● **EXTRAIT DU TEXTE**
La personnalité fédératrice de l'intendant s'étend aussi en dehors des terrains. Il agit souvent comme un rappel qu'il reste un élément humain dans un business qui tend à devenir de plus en plus déshumanisé. Pour s'apercevoir de cela, il suffit de s'intéresser à l'histoire de Neil Baldwin. Baldwin était un supporter passionné de Stoke City. On lui a diagnostiqué des difficultés d'apprentissage. Au début des années 1990, alors qu'il bossait comme clown professionnel, et après avoir discuté une fois ou deux avec le manager du club, Lou Macari, il fut engagé dans le staff d'intendants. Il passa sept ans au club et gagna un vrai statut de légende dans le même temps. Son histoire fut même adaptée en téléfilm pour la BBC (son rôle était joué par Toby Jones) dans un drame qui a remporté un Bafta l'an dernier.

Autre histoire touchante, celle d'Abel Rodriguez, un agent d'entretien mexicain habitant en Californie et obsédé par le Real Madrid. Abel avait quitté son boulot sept étés de suite pour bosser bénévolement comme ramasseur de balles à Los Angeles pendant les tournées annuelles de pré-saison du club madrilène. Un jour, il décida de dépenser toutes ses économies dans un billet d'avion pour Madrid pour aller les voir jouer contre Barcelone. Il n'avait pas de billet pour le match.

● **DONNÉES DISPONIBLES**

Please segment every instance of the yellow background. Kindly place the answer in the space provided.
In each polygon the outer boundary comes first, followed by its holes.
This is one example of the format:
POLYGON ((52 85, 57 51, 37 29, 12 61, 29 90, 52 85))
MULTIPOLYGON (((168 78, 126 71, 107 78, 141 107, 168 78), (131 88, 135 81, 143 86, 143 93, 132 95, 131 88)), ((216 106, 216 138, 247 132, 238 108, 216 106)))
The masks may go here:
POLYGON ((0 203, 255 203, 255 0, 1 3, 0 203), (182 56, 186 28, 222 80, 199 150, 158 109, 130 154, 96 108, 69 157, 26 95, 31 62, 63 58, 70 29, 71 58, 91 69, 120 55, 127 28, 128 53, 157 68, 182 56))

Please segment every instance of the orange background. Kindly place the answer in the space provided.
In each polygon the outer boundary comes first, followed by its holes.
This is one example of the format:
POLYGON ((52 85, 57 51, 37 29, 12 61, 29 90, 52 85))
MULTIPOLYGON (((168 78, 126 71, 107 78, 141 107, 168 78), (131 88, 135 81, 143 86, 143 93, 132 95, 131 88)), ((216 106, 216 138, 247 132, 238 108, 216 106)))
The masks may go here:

● **VOTRE TÂCHE**
Reprenez le texte sur les intendants des clubs de football juste après sa dernière phrase et poursuivez-le.

● **VOTRE RÉPONSE**
Après qu'on lui a refusé l'entrée du centre d'entraînement du Real, il passa cinq heures assis, dépité, sur le trottoir. C'est là qu'il fut repéré par Jose Mourinho. Le manager portugais rentrait chez lui et reconnut Rodriguez après l'avoir déjà rencontré à L.A. Le souhait de Rodriguez d'assister au Clasico fut exaucé, mais en plus, Mourinho l'invita à dîner (« Quand tu viens en Europe, tu ne paieras jamais rien ») et le fit bosser comme intendant du Real Madrid pour un soir : la semaine d'après lors de la confrontation décisive de Ligue des champions face à Manchester United à Old Trafford. Trois jours plus tard, Rodriguez sortait du tunnel avec Cristiano Ronaldo.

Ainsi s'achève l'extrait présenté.